DIRECTIONS FOR THIS TASK:
Decide whether each statement agrees with the article below, answering yes or no and quoting the exact words from the article that settle it. (a) Brumback wrote to the Indiana medical licensing board in the fall of 2012. (b) Garcia was fired from Creighton in 2008. (c) The Indiana medical licensing board released the documents on a Monday.

EXTRACT:
* * *

In the fall of 2012, Dr. Roger Brumback may have unwittingly signed his fate.
At the time, Brumback wrote a letter to the Indiana medical licensing board, explaining why former Creighton University pathology resident Dr. Anthony J. Garcia was fired in 2001.
Six months later, Brumback and his wife, Mary, were dead.
Another letter written five years earlier may have sealed the fate of house keeper Shirlee Sherman and 11-year-old Thomas Hunter. The young Hunter's father worked with Brumback at Creighton University's pathology department and had a hand in Garcia's dismissal.
Garcia has been arrested in connection with all four deaths that put Creighton medical personnel and parts of the Omaha community on edge. Officials say the former federal prison doctor was motivated by revenge because he believed his dismissal at Creighton had cast a pall over his medical career.
A slew of documents released Tuesday by the Indiana medical licensing board cast some more light on Garcia's troubled residency woes and gave a possible deadly time-line and motive for the murders.
The documents were related to Garcia's request for a license in Indiana.
Garcia, who once worked as a prison doctor at a federal penitentiary in Terre Haute, Ind., had applied for a license in that state in 2008. As a part of that application process, the board sought information from Creighton and other medical facilities where Garcia had worked.

* * *

Point-per-instance localization data

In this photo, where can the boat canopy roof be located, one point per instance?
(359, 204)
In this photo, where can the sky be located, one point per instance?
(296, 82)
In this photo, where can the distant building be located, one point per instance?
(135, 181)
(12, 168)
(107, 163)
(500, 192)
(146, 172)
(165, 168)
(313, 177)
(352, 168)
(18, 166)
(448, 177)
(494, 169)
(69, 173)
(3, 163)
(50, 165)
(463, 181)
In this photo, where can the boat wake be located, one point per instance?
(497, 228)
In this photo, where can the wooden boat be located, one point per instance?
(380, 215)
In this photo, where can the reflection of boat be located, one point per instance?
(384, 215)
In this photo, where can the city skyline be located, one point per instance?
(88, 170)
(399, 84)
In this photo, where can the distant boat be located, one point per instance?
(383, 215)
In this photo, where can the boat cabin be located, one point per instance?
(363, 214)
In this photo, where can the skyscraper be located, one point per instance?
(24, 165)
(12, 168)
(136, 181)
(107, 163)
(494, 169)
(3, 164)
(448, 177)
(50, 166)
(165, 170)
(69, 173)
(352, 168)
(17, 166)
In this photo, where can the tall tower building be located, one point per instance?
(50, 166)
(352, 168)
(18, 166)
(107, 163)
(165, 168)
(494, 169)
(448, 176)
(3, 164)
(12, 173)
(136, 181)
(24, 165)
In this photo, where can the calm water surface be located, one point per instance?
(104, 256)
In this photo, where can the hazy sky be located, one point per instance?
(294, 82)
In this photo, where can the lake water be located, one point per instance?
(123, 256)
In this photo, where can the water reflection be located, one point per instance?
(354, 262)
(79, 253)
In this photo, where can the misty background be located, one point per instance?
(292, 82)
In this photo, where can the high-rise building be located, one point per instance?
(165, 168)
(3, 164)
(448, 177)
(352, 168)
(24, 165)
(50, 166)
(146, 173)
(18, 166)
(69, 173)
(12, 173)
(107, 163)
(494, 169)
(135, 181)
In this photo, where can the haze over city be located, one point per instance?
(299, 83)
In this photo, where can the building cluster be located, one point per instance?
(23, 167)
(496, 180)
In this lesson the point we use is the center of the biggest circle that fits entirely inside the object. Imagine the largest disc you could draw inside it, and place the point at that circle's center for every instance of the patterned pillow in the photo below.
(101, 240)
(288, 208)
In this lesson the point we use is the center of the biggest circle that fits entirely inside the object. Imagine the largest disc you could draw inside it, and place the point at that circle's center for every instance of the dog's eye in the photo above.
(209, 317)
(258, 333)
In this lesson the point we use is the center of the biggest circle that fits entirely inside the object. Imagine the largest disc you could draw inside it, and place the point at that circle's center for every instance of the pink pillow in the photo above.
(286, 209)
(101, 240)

* * *

SOLUTION TO THIS EXERCISE:
(a) Yes: "In the fall of 2012" and "At the time, Brumback wrote a letter to the Indiana medical licensing board"
(b) No: "was fired in 2001"
(c) No: "released Tuesday by the Indiana medical licensing board"